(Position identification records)

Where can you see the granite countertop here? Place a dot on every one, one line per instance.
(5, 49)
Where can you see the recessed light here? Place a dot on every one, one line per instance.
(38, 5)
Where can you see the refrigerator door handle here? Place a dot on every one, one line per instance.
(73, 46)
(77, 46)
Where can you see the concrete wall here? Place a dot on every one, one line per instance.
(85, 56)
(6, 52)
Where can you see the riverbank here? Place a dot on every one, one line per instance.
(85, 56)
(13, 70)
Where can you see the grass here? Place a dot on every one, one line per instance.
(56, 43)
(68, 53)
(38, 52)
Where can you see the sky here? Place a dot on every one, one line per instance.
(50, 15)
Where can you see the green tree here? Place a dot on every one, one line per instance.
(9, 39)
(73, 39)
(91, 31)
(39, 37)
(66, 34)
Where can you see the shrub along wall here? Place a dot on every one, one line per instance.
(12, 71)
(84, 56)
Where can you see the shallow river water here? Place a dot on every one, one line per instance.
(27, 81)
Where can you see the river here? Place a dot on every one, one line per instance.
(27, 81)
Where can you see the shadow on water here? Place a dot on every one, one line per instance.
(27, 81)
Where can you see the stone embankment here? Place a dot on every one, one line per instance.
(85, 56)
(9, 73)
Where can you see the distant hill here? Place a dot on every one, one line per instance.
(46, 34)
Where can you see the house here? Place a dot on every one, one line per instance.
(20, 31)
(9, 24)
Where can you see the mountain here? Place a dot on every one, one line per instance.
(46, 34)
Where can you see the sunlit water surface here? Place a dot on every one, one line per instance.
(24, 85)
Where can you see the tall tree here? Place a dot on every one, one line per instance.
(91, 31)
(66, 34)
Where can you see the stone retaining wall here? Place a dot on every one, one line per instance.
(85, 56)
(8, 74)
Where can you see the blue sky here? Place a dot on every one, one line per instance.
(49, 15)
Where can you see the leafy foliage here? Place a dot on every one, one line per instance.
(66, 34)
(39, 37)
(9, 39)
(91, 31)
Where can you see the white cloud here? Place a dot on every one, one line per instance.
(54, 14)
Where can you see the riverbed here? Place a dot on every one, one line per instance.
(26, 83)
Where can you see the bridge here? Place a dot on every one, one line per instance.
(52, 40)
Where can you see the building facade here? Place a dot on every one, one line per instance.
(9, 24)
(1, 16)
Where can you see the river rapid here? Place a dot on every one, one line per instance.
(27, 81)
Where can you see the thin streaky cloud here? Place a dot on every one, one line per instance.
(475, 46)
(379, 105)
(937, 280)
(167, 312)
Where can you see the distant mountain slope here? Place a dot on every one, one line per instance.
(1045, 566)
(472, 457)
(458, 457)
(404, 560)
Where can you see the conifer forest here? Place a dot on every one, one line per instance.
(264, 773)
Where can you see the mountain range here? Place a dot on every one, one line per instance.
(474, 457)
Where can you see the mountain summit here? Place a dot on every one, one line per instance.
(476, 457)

_Written request:_ Reproduce exactly the line containing "Where can you see the riverbed" and every line after it through the end of the records above, and nothing else.

_The completed task:_
Where can you see the riverbed here? Place a dot on every one, one line per instance.
(26, 83)
Where can you see the bridge here? Place a dot on every one, one line per instance.
(52, 40)
Where can you see the building facade here? Place a dot on every one, one line per instance.
(9, 24)
(1, 16)
Where can you see the river rapid here? Place a dot on every one, one line per instance.
(27, 81)
Where can you see the thin streaky cloud here? Place a dot on every one, one line per instance.
(475, 46)
(379, 105)
(937, 280)
(167, 312)
Where can you see the distant mountain slope here? Place a dot on every one, one line per instance.
(1045, 566)
(472, 457)
(458, 457)
(404, 560)
Where can you see the conifer forest here? Place a dot on every one, one line per instance.
(264, 773)
Where can you see the mountain range here? Place a dot on every one, one line per instance.
(474, 457)
Where can you see the mountain summit here? Place a dot on every one, one line per instance.
(476, 457)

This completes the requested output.